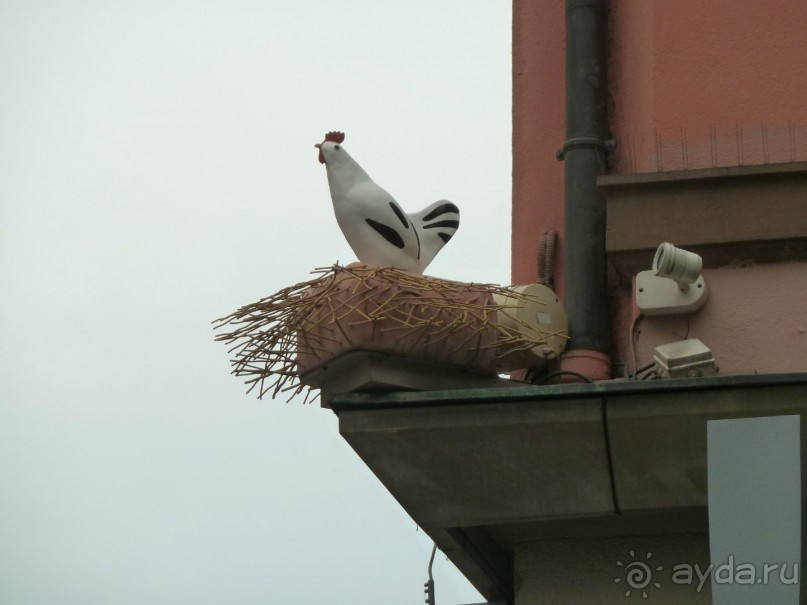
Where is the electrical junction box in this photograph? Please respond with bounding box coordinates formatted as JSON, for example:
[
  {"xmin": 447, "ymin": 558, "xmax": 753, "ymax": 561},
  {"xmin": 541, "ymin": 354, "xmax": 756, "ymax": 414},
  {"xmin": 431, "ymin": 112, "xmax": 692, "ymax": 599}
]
[{"xmin": 653, "ymin": 338, "xmax": 717, "ymax": 379}]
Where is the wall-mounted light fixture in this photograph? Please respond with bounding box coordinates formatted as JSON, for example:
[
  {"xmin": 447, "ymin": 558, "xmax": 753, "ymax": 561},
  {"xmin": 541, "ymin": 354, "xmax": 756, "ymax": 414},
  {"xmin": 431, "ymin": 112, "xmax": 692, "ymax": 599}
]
[{"xmin": 636, "ymin": 242, "xmax": 708, "ymax": 316}]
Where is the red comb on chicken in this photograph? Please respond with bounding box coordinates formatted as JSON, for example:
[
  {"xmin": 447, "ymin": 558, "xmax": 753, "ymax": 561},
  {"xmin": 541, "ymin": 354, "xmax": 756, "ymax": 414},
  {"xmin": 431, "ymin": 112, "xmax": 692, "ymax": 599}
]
[{"xmin": 317, "ymin": 131, "xmax": 345, "ymax": 164}]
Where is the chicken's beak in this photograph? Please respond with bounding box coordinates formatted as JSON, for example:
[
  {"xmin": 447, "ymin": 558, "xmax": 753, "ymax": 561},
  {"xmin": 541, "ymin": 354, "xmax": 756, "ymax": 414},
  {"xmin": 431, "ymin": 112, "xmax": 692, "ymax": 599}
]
[{"xmin": 314, "ymin": 143, "xmax": 322, "ymax": 149}]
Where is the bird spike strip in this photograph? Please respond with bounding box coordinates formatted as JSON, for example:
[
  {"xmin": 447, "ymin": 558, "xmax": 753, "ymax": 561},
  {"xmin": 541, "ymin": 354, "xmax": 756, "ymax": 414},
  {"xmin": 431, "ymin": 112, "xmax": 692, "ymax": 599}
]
[{"xmin": 212, "ymin": 264, "xmax": 566, "ymax": 402}]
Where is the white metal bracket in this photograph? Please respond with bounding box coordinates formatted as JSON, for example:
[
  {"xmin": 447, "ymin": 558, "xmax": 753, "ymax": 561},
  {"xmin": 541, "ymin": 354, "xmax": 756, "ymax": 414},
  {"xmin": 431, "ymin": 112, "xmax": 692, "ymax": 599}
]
[{"xmin": 635, "ymin": 270, "xmax": 708, "ymax": 316}]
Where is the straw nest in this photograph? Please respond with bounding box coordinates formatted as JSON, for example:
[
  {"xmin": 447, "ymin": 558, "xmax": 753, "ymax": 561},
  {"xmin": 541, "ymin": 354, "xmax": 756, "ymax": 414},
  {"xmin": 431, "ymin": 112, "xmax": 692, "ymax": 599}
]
[{"xmin": 213, "ymin": 264, "xmax": 563, "ymax": 401}]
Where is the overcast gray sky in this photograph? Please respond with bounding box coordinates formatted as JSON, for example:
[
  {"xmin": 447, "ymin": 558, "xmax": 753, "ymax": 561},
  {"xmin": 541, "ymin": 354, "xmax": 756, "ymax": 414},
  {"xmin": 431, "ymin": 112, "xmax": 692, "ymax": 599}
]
[{"xmin": 0, "ymin": 2, "xmax": 511, "ymax": 603}]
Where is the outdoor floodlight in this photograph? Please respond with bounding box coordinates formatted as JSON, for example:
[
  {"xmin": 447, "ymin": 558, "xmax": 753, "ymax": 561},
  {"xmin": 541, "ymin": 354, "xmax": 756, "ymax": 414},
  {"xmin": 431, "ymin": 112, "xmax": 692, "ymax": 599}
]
[
  {"xmin": 636, "ymin": 242, "xmax": 708, "ymax": 316},
  {"xmin": 653, "ymin": 242, "xmax": 703, "ymax": 287}
]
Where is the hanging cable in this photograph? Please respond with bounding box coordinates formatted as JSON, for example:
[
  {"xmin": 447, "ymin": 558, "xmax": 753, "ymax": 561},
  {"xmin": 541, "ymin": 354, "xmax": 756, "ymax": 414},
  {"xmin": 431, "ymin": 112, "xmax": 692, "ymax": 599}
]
[
  {"xmin": 628, "ymin": 314, "xmax": 642, "ymax": 380},
  {"xmin": 536, "ymin": 230, "xmax": 557, "ymax": 288},
  {"xmin": 424, "ymin": 544, "xmax": 436, "ymax": 605}
]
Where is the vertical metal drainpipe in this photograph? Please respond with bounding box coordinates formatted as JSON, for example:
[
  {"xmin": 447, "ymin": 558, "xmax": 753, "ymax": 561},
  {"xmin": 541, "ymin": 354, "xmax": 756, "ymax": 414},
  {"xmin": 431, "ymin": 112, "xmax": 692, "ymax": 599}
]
[{"xmin": 558, "ymin": 0, "xmax": 612, "ymax": 376}]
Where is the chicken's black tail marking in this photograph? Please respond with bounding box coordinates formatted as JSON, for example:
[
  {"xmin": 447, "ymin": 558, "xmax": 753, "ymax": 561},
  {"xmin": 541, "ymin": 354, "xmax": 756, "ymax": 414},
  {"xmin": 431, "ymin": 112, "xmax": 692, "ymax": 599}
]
[
  {"xmin": 422, "ymin": 202, "xmax": 459, "ymax": 222},
  {"xmin": 423, "ymin": 219, "xmax": 460, "ymax": 230},
  {"xmin": 403, "ymin": 199, "xmax": 459, "ymax": 268},
  {"xmin": 420, "ymin": 201, "xmax": 460, "ymax": 248}
]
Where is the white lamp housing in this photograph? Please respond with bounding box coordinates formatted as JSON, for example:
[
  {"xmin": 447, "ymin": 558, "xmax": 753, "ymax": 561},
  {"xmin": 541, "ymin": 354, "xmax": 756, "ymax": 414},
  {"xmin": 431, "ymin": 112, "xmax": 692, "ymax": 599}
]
[{"xmin": 636, "ymin": 242, "xmax": 708, "ymax": 316}]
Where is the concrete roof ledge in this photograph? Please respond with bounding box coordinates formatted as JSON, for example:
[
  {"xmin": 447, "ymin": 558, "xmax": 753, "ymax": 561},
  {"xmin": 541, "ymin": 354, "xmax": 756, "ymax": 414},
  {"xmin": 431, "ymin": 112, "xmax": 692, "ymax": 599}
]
[{"xmin": 332, "ymin": 373, "xmax": 807, "ymax": 601}]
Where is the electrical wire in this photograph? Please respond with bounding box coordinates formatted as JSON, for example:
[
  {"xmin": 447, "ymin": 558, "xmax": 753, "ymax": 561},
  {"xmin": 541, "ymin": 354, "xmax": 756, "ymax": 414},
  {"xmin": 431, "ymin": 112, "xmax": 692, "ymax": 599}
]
[
  {"xmin": 628, "ymin": 314, "xmax": 642, "ymax": 381},
  {"xmin": 634, "ymin": 361, "xmax": 655, "ymax": 376},
  {"xmin": 536, "ymin": 230, "xmax": 557, "ymax": 287},
  {"xmin": 424, "ymin": 544, "xmax": 437, "ymax": 605}
]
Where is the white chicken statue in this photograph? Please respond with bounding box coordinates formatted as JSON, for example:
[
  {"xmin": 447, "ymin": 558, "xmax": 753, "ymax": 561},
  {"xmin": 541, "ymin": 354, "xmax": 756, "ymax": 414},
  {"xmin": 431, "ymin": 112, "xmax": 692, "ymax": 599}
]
[{"xmin": 316, "ymin": 131, "xmax": 459, "ymax": 274}]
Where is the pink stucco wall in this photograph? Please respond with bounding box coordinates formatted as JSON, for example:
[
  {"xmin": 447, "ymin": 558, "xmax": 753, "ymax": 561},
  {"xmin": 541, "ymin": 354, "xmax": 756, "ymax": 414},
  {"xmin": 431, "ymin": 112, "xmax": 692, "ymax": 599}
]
[
  {"xmin": 512, "ymin": 0, "xmax": 566, "ymax": 289},
  {"xmin": 512, "ymin": 0, "xmax": 807, "ymax": 377},
  {"xmin": 608, "ymin": 0, "xmax": 807, "ymax": 173}
]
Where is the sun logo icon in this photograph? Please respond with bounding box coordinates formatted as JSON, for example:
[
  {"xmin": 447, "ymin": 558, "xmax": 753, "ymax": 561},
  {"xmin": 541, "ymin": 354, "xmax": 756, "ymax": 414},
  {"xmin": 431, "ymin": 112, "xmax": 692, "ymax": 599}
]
[{"xmin": 614, "ymin": 550, "xmax": 663, "ymax": 599}]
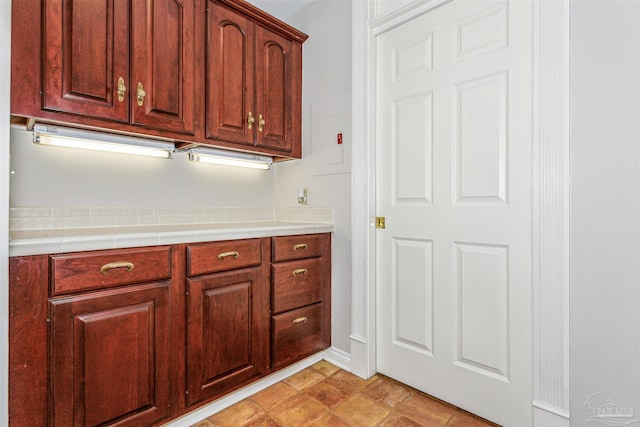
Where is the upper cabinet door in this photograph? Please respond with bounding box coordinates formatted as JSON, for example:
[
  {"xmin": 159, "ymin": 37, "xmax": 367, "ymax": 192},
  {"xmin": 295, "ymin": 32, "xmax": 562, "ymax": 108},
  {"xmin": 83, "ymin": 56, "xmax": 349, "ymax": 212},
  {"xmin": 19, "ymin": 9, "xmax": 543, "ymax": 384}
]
[
  {"xmin": 205, "ymin": 2, "xmax": 256, "ymax": 146},
  {"xmin": 43, "ymin": 0, "xmax": 130, "ymax": 122},
  {"xmin": 254, "ymin": 26, "xmax": 294, "ymax": 154},
  {"xmin": 130, "ymin": 0, "xmax": 196, "ymax": 135}
]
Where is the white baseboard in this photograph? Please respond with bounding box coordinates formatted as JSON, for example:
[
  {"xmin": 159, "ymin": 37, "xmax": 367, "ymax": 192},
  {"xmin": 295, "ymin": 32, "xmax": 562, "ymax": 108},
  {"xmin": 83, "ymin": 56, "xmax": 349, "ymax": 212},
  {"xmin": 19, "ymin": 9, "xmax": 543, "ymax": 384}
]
[
  {"xmin": 350, "ymin": 335, "xmax": 377, "ymax": 379},
  {"xmin": 533, "ymin": 404, "xmax": 570, "ymax": 427},
  {"xmin": 323, "ymin": 346, "xmax": 351, "ymax": 372},
  {"xmin": 162, "ymin": 353, "xmax": 323, "ymax": 427}
]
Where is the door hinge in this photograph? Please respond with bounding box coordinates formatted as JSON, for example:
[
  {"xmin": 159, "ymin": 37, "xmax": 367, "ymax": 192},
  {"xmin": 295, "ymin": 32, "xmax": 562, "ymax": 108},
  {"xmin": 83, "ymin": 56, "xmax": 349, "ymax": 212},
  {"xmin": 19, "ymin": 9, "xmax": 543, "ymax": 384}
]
[{"xmin": 376, "ymin": 216, "xmax": 386, "ymax": 229}]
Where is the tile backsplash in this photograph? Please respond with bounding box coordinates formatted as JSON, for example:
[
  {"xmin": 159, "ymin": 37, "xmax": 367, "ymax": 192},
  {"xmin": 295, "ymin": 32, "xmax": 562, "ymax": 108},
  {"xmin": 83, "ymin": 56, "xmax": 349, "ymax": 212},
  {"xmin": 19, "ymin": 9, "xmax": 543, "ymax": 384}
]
[{"xmin": 10, "ymin": 206, "xmax": 334, "ymax": 231}]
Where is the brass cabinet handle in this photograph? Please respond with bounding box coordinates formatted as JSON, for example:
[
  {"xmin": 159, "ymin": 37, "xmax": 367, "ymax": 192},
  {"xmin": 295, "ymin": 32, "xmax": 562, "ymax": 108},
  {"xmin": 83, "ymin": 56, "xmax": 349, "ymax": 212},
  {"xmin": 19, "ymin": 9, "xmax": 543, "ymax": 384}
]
[
  {"xmin": 293, "ymin": 317, "xmax": 308, "ymax": 325},
  {"xmin": 136, "ymin": 82, "xmax": 146, "ymax": 106},
  {"xmin": 100, "ymin": 261, "xmax": 135, "ymax": 275},
  {"xmin": 293, "ymin": 243, "xmax": 307, "ymax": 251},
  {"xmin": 248, "ymin": 112, "xmax": 255, "ymax": 130},
  {"xmin": 117, "ymin": 77, "xmax": 126, "ymax": 102},
  {"xmin": 218, "ymin": 251, "xmax": 240, "ymax": 261},
  {"xmin": 293, "ymin": 268, "xmax": 308, "ymax": 276},
  {"xmin": 258, "ymin": 114, "xmax": 265, "ymax": 132}
]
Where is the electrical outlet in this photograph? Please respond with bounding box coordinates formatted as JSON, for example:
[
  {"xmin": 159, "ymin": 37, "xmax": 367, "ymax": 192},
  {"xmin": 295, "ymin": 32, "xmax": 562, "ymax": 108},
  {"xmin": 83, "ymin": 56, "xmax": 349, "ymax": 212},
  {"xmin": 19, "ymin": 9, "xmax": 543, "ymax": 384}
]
[{"xmin": 297, "ymin": 188, "xmax": 308, "ymax": 205}]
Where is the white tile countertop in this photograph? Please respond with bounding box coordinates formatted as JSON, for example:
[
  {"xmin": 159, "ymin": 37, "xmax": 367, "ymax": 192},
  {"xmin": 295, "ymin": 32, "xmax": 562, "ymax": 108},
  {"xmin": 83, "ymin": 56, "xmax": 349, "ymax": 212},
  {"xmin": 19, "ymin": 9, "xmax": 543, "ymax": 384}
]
[{"xmin": 9, "ymin": 221, "xmax": 335, "ymax": 257}]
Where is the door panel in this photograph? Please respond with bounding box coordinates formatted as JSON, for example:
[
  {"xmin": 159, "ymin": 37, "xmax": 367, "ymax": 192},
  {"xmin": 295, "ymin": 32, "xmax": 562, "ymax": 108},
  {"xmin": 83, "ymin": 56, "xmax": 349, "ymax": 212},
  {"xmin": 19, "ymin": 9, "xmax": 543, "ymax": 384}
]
[
  {"xmin": 255, "ymin": 26, "xmax": 293, "ymax": 153},
  {"xmin": 392, "ymin": 237, "xmax": 434, "ymax": 355},
  {"xmin": 206, "ymin": 2, "xmax": 255, "ymax": 145},
  {"xmin": 454, "ymin": 242, "xmax": 509, "ymax": 380},
  {"xmin": 186, "ymin": 267, "xmax": 268, "ymax": 406},
  {"xmin": 131, "ymin": 0, "xmax": 196, "ymax": 134},
  {"xmin": 43, "ymin": 0, "xmax": 130, "ymax": 122},
  {"xmin": 454, "ymin": 72, "xmax": 507, "ymax": 204},
  {"xmin": 376, "ymin": 1, "xmax": 532, "ymax": 426},
  {"xmin": 454, "ymin": 2, "xmax": 508, "ymax": 62},
  {"xmin": 203, "ymin": 283, "xmax": 252, "ymax": 375},
  {"xmin": 49, "ymin": 282, "xmax": 170, "ymax": 426},
  {"xmin": 393, "ymin": 92, "xmax": 433, "ymax": 204}
]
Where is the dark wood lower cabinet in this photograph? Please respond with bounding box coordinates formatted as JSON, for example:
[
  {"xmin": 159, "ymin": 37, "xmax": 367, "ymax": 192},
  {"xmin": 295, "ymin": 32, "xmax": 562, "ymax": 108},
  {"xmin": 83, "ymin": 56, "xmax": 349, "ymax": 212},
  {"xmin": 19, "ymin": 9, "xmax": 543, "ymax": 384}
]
[
  {"xmin": 186, "ymin": 267, "xmax": 269, "ymax": 406},
  {"xmin": 270, "ymin": 234, "xmax": 331, "ymax": 368},
  {"xmin": 49, "ymin": 282, "xmax": 171, "ymax": 426},
  {"xmin": 9, "ymin": 255, "xmax": 48, "ymax": 426},
  {"xmin": 8, "ymin": 234, "xmax": 330, "ymax": 426}
]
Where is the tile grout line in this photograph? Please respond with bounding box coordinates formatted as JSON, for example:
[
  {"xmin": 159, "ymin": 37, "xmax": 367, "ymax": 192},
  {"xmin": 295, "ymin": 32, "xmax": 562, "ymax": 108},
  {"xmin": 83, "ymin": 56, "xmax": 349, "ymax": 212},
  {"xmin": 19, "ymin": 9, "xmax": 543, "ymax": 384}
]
[{"xmin": 198, "ymin": 361, "xmax": 497, "ymax": 427}]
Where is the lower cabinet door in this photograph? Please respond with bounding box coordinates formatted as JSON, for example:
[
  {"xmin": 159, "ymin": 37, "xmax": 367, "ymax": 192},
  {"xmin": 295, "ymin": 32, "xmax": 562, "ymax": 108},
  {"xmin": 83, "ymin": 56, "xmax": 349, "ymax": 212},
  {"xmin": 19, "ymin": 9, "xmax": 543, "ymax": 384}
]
[
  {"xmin": 186, "ymin": 267, "xmax": 268, "ymax": 406},
  {"xmin": 49, "ymin": 282, "xmax": 170, "ymax": 427}
]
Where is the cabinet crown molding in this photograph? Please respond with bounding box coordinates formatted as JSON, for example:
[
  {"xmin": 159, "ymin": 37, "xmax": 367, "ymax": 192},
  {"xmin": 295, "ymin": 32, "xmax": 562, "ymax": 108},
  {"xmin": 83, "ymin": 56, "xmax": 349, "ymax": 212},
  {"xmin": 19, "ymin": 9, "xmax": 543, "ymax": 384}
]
[{"xmin": 216, "ymin": 0, "xmax": 309, "ymax": 42}]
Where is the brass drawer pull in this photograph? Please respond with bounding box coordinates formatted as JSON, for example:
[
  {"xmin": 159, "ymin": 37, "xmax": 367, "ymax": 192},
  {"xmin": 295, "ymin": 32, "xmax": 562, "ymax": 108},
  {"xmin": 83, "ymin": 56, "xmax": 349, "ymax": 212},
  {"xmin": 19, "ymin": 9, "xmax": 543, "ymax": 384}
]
[
  {"xmin": 293, "ymin": 317, "xmax": 308, "ymax": 325},
  {"xmin": 248, "ymin": 111, "xmax": 255, "ymax": 130},
  {"xmin": 100, "ymin": 261, "xmax": 135, "ymax": 275},
  {"xmin": 293, "ymin": 268, "xmax": 308, "ymax": 276},
  {"xmin": 293, "ymin": 243, "xmax": 307, "ymax": 251},
  {"xmin": 218, "ymin": 251, "xmax": 240, "ymax": 261}
]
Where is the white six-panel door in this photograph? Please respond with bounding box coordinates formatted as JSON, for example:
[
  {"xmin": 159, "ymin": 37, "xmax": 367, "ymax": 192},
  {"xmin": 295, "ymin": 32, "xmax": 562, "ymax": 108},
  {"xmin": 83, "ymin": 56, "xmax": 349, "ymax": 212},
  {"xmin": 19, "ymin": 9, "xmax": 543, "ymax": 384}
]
[{"xmin": 375, "ymin": 1, "xmax": 532, "ymax": 425}]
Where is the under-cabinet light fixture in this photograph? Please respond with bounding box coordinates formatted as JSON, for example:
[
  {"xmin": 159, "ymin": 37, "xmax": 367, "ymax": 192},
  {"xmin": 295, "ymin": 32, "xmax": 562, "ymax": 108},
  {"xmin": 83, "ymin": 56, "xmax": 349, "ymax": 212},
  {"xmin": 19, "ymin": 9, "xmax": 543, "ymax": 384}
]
[
  {"xmin": 33, "ymin": 124, "xmax": 174, "ymax": 159},
  {"xmin": 188, "ymin": 148, "xmax": 272, "ymax": 170}
]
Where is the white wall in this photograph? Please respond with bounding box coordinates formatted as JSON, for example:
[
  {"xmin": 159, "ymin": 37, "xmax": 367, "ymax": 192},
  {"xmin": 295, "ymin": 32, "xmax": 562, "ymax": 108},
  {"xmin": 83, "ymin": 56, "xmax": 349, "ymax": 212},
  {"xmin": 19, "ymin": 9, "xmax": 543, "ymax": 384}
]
[
  {"xmin": 10, "ymin": 128, "xmax": 276, "ymax": 208},
  {"xmin": 570, "ymin": 1, "xmax": 640, "ymax": 425},
  {"xmin": 272, "ymin": 0, "xmax": 353, "ymax": 355},
  {"xmin": 1, "ymin": 1, "xmax": 11, "ymax": 424}
]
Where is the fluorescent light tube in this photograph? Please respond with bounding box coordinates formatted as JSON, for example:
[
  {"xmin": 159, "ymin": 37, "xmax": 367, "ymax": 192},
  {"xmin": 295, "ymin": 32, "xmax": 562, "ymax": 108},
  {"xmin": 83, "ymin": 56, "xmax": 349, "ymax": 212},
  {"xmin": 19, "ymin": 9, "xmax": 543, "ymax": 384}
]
[
  {"xmin": 33, "ymin": 124, "xmax": 174, "ymax": 159},
  {"xmin": 188, "ymin": 148, "xmax": 272, "ymax": 170}
]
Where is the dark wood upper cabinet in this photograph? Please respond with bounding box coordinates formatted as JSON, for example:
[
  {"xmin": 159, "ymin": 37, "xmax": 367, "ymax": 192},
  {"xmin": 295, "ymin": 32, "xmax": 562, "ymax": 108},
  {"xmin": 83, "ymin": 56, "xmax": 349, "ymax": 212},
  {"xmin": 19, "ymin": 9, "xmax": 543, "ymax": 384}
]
[
  {"xmin": 254, "ymin": 25, "xmax": 295, "ymax": 153},
  {"xmin": 11, "ymin": 0, "xmax": 306, "ymax": 158},
  {"xmin": 41, "ymin": 0, "xmax": 196, "ymax": 134},
  {"xmin": 205, "ymin": 1, "xmax": 302, "ymax": 155},
  {"xmin": 206, "ymin": 3, "xmax": 255, "ymax": 146},
  {"xmin": 43, "ymin": 0, "xmax": 131, "ymax": 123},
  {"xmin": 130, "ymin": 0, "xmax": 196, "ymax": 134}
]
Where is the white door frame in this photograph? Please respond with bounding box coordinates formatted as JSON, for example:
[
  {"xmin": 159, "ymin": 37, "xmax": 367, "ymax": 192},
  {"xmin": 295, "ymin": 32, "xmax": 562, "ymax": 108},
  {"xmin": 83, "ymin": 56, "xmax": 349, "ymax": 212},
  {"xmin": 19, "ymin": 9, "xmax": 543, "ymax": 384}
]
[{"xmin": 350, "ymin": 1, "xmax": 570, "ymax": 426}]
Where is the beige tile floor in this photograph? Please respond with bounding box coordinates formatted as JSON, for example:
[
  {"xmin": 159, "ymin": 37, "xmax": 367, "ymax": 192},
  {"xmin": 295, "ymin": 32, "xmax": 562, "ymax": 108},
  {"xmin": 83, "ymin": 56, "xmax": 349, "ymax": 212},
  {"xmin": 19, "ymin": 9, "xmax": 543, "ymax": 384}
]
[{"xmin": 191, "ymin": 361, "xmax": 498, "ymax": 427}]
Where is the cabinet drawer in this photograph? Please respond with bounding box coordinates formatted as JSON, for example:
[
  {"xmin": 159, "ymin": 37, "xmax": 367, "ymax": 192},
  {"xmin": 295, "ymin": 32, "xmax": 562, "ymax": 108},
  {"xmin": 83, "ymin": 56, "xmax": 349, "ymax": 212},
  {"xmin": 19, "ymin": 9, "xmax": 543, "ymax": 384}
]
[
  {"xmin": 272, "ymin": 234, "xmax": 324, "ymax": 262},
  {"xmin": 272, "ymin": 303, "xmax": 324, "ymax": 368},
  {"xmin": 187, "ymin": 239, "xmax": 261, "ymax": 277},
  {"xmin": 50, "ymin": 246, "xmax": 171, "ymax": 296},
  {"xmin": 272, "ymin": 258, "xmax": 323, "ymax": 314}
]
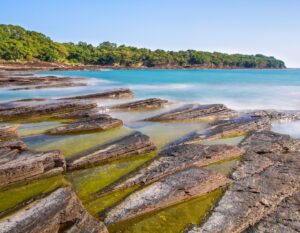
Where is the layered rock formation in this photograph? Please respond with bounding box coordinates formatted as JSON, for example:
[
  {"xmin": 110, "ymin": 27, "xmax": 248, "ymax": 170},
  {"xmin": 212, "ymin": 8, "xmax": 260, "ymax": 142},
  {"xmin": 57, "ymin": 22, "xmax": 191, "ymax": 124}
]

## Prompt
Throughout the data above, copy all lines where the word "dark" is found.

## Answer to the exercise
Where is the dark wood lower cabinet in this photograph? Please respond with bounding box coordinates formatted as JSON, for example:
Where is the dark wood upper cabinet in this photograph? Please respond with bounding box coordinates formatted as JSON, for example:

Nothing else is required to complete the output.